» **Work to be completed**
Copy the records below verbatim, starting at the line that contains "Could you identify the blue recycling" and ending with the last line of the records. Leave the pictures out of your answer.

» **Excerpted records**

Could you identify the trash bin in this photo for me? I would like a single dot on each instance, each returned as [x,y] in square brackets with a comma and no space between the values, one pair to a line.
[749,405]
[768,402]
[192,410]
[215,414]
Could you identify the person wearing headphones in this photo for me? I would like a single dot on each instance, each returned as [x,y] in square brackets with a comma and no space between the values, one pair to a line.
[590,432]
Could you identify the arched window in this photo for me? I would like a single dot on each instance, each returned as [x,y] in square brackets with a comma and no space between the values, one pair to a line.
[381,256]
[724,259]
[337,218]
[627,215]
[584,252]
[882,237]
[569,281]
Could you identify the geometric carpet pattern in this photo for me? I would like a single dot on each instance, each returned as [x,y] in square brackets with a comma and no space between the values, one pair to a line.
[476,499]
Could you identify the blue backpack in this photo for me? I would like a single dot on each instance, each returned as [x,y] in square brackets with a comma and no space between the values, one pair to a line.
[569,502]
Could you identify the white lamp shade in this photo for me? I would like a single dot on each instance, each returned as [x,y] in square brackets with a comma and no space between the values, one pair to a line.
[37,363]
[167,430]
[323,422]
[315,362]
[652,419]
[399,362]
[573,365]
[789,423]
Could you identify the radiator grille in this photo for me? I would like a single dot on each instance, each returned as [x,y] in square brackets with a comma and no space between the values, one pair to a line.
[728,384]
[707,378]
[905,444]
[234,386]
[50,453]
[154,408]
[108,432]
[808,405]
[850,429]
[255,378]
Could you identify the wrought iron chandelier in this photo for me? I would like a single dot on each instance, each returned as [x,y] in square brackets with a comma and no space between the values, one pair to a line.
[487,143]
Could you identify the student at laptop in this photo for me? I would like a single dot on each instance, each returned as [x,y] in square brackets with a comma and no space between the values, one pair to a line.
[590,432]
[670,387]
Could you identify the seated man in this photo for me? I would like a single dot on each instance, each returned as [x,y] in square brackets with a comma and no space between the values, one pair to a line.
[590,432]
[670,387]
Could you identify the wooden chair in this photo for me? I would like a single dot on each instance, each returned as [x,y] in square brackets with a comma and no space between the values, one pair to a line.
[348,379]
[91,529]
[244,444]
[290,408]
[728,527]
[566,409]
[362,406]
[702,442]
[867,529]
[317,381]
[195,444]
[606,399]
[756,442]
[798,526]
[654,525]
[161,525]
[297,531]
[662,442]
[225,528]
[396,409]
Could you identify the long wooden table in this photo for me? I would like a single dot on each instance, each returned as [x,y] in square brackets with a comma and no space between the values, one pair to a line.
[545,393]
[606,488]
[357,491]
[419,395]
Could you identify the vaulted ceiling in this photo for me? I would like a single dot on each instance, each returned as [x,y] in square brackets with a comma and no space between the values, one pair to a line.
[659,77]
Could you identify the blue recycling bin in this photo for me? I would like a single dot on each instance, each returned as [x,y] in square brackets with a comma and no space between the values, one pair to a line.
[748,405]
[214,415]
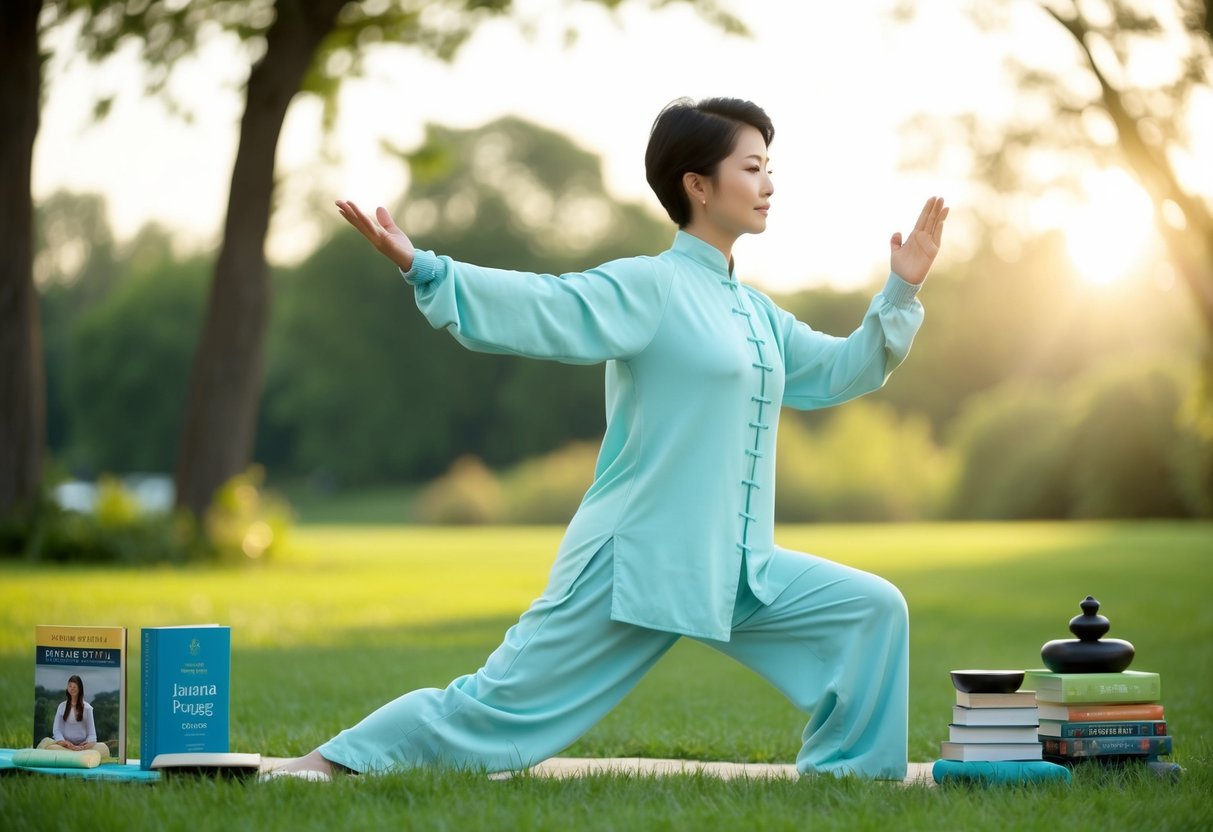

» **Response**
Could you identify the blue recycling bin in this photo for me? I would like a single dot on each instance, each returned as [x,y] in square brackets with a comma and no space between the values, one pair to a line.
[748,405]
[214,415]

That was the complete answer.